Your objective: Reproduce the records below verbatim, line for line. Omit the pictures from your output.

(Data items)
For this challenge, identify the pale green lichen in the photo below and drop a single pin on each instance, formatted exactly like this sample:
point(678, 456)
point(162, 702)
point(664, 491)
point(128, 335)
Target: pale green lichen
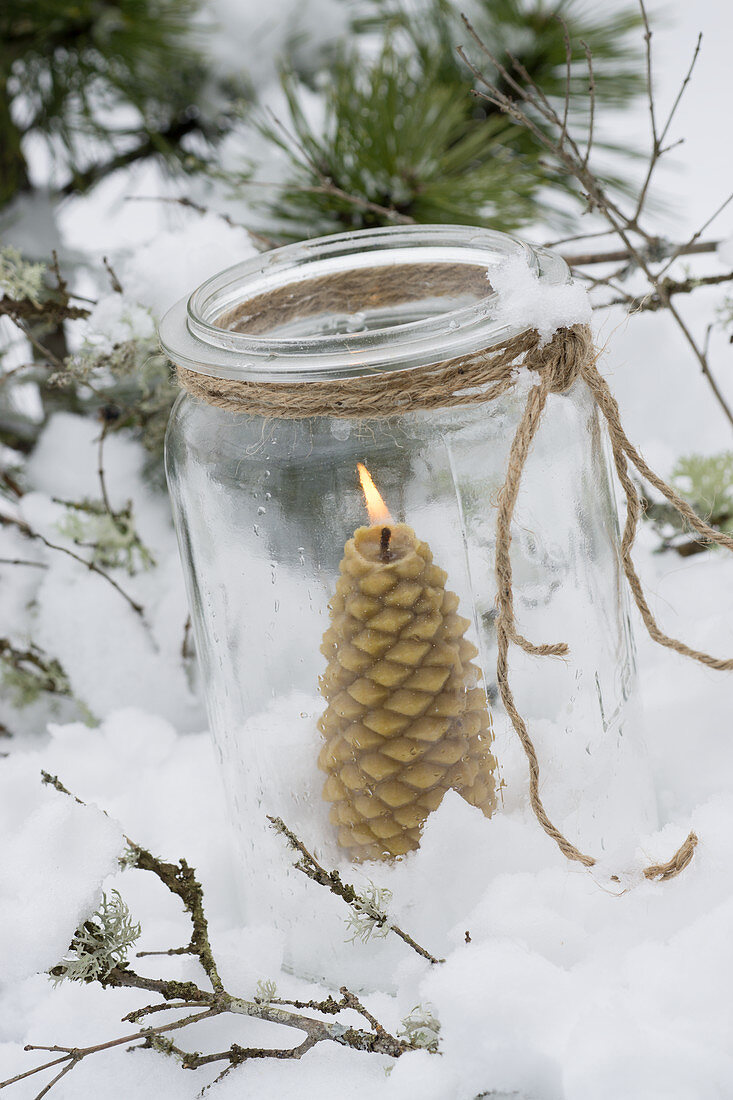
point(100, 944)
point(422, 1029)
point(19, 278)
point(368, 916)
point(111, 536)
point(265, 991)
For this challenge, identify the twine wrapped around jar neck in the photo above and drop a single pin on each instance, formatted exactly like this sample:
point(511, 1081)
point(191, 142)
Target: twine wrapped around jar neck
point(472, 380)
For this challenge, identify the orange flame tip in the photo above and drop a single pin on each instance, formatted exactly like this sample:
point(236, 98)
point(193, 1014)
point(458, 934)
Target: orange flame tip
point(375, 506)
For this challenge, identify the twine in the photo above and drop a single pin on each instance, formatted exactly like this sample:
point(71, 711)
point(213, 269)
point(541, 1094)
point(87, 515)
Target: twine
point(469, 380)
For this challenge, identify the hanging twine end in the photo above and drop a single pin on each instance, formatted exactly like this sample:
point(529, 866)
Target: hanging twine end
point(385, 553)
point(660, 872)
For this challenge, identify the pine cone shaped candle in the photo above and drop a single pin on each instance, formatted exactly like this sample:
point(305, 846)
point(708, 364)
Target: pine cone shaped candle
point(406, 718)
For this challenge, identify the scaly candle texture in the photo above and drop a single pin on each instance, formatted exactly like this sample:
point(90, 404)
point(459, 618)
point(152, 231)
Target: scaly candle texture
point(406, 718)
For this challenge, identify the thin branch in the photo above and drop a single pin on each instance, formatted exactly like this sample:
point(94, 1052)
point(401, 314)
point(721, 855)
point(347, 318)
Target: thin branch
point(656, 300)
point(591, 95)
point(117, 286)
point(187, 204)
point(682, 88)
point(562, 146)
point(309, 866)
point(686, 248)
point(23, 561)
point(30, 534)
point(582, 260)
point(179, 880)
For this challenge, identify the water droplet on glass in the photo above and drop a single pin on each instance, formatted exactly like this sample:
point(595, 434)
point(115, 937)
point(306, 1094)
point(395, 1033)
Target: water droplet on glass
point(356, 322)
point(341, 429)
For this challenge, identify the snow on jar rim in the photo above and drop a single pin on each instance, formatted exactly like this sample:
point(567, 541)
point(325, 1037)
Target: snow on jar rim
point(277, 316)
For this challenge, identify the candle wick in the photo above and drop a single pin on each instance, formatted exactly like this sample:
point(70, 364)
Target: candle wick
point(385, 553)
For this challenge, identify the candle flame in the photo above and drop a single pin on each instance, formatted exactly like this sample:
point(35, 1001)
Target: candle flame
point(375, 506)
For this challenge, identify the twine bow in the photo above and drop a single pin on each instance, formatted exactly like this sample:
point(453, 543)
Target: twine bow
point(471, 380)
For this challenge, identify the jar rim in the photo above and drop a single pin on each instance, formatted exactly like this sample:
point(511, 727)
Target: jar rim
point(193, 338)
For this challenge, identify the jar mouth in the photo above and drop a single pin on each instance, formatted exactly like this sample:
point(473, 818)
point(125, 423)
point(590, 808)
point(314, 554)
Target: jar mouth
point(349, 304)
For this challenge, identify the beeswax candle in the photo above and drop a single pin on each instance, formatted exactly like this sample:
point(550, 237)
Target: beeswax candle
point(406, 717)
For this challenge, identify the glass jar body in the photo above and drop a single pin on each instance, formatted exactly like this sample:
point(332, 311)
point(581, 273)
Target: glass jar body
point(264, 509)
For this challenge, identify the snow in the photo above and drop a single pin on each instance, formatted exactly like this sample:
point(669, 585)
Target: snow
point(571, 988)
point(526, 301)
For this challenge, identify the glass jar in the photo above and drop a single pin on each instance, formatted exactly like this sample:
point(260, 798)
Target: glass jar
point(332, 704)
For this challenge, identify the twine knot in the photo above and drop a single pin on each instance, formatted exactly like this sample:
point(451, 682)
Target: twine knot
point(560, 361)
point(468, 380)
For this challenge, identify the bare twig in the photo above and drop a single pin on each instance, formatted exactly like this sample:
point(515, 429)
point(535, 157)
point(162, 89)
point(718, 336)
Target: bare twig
point(583, 259)
point(559, 142)
point(309, 866)
point(117, 286)
point(30, 534)
point(187, 204)
point(23, 561)
point(181, 880)
point(591, 97)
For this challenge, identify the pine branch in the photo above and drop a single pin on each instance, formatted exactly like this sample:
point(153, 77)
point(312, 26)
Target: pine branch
point(536, 114)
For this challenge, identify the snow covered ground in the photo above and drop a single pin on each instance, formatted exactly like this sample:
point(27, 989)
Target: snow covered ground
point(566, 991)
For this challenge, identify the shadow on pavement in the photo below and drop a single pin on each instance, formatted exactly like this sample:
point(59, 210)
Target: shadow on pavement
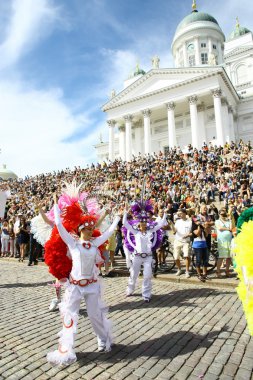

Completed exercise:
For this challenge, identify the pale green lichen in the photo below and drop a single pin on each instance, formatted exactly like this sample:
point(678, 456)
point(162, 702)
point(664, 491)
point(128, 335)
Target: pale green lichen
point(100, 944)
point(422, 1029)
point(19, 278)
point(368, 916)
point(111, 536)
point(265, 991)
For this challenge, identify the twine wrapped around jar neck in the photo above and drop a single pin on each instance, formatted exactly like this sample:
point(511, 1081)
point(191, 142)
Target: twine wrapped around jar neck
point(472, 380)
For this challenge, identify the orange flame tip in the photo above and drop a single pin on each instance, formatted exactly like this sample:
point(236, 98)
point(193, 1014)
point(458, 934)
Target: orange flame tip
point(375, 506)
For this challenge, identify the twine in the photo above and drop a single pin on each instance, formatted exactly like this sample:
point(71, 711)
point(213, 269)
point(541, 1094)
point(87, 515)
Target: twine
point(469, 380)
For this challenge, identify the hanging twine end in the photo above and drop a single pin on each instance, formatted exactly like this sample:
point(529, 866)
Target: hanging twine end
point(385, 553)
point(660, 872)
For this challenge, identify the pine cone shaped candle in the photo above and drop a single pin on each instance, formatted exactly like this sample:
point(305, 846)
point(708, 364)
Target: pine cone shaped candle
point(406, 718)
For this challenge, identify the scaly candle texture in the photo above and drop a single pin on each instance, formatted exactly like this sample:
point(90, 404)
point(459, 618)
point(152, 231)
Target: scaly candle texture
point(406, 718)
For this challenge, identify the thin branch in the photo above and drop a single pin on each instance, formatted exactly like this sample:
point(94, 1052)
point(401, 314)
point(721, 855)
point(347, 318)
Target: thin branch
point(656, 300)
point(591, 95)
point(117, 286)
point(187, 204)
point(682, 88)
point(562, 146)
point(309, 866)
point(686, 248)
point(23, 561)
point(30, 534)
point(582, 260)
point(179, 880)
For this challenge, identify the water droplet on glass in the photo above and drop a single pin on each instance, formatted exactly like this sample:
point(595, 434)
point(115, 937)
point(306, 1094)
point(395, 1033)
Target: water droplet on glass
point(356, 322)
point(341, 429)
For this challenge, identify the snow on jar rim in the photo above and drop a single pin on each instance, formatted exactly like this sample:
point(567, 541)
point(325, 1037)
Target: snow on jar rim
point(277, 316)
For this challenge, identify the candle wick in the photo above and drop a single pin on each instance, formatted exactly like this sample:
point(70, 364)
Target: candle wick
point(385, 553)
For this challenge, identify the candle flame in the photo above and drop a single pin on each instance, formatted exactly like this sample:
point(35, 1001)
Target: candle flame
point(375, 506)
For this challenge, identify the twine bow in the photo above and drop a single pin on each instance, formatted exactly like this sample:
point(453, 543)
Target: twine bow
point(471, 380)
For this challenge, identify the jar rim in the photo above and drop a single pin on each instance, formatted exactly like this sample:
point(511, 727)
Target: jar rim
point(193, 338)
For this challenge, identify the jar mouth in the photo above and drop a single pin on each instance, formatted exactly like this sample:
point(473, 818)
point(125, 423)
point(590, 808)
point(314, 554)
Target: jar mouth
point(349, 304)
For this challenge, identify the beeswax candle in the photo above and drop a single pin on each instance, formatted exactly like this sample:
point(550, 237)
Target: beeswax candle
point(406, 717)
For this challenge, identify the glass jar body in the photo above and drop a single pin on each instance, formatted exactly like this sample:
point(332, 311)
point(581, 273)
Target: glass jar body
point(264, 509)
For this challenge, identify the snow in the photo above and drop a single pin on each instance, formatted exactly like this sample:
point(669, 585)
Target: snow
point(571, 988)
point(526, 301)
For this challenge, identify the glass jar in the photo above and drop a single pin on each instance, formatted exactly like this sample:
point(260, 798)
Target: glass jar
point(332, 704)
For this challenge, identify the twine knot in the photo above and drop a single pin on each instance, formatted exactly like this sample:
point(451, 682)
Target: twine knot
point(560, 361)
point(468, 380)
For this challenge, identify the bare twig in the photo above and drop a single pin on each instance, formatted exactly like this sample:
point(515, 429)
point(535, 157)
point(162, 89)
point(718, 336)
Target: bare twig
point(583, 259)
point(559, 142)
point(309, 866)
point(117, 286)
point(30, 534)
point(187, 204)
point(23, 561)
point(181, 880)
point(591, 97)
For this challenge, identify the pine branch in the photo above and drop a single pin on each instance, formatted exactly like this sample:
point(153, 77)
point(312, 26)
Target: pine branch
point(536, 114)
For this challenge, identify the snow covered ground in the photo above and drop a single pin on each instance, formatted exactly like this sample:
point(27, 989)
Target: snow covered ground
point(566, 991)
For this challenge, identify the shadow on pavement in the photo below and drop a single pin on each instance, formatted exactly like this sample:
point(59, 210)
Target: shadow on pavement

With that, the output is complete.